_Activity:_ Reading the listing that follows, count the lines where "blue" appears, and answer with only that count.

_Data supplied:_
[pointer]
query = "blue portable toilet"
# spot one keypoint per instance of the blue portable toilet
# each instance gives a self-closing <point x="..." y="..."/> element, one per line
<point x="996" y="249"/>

_Response to this task:_ 2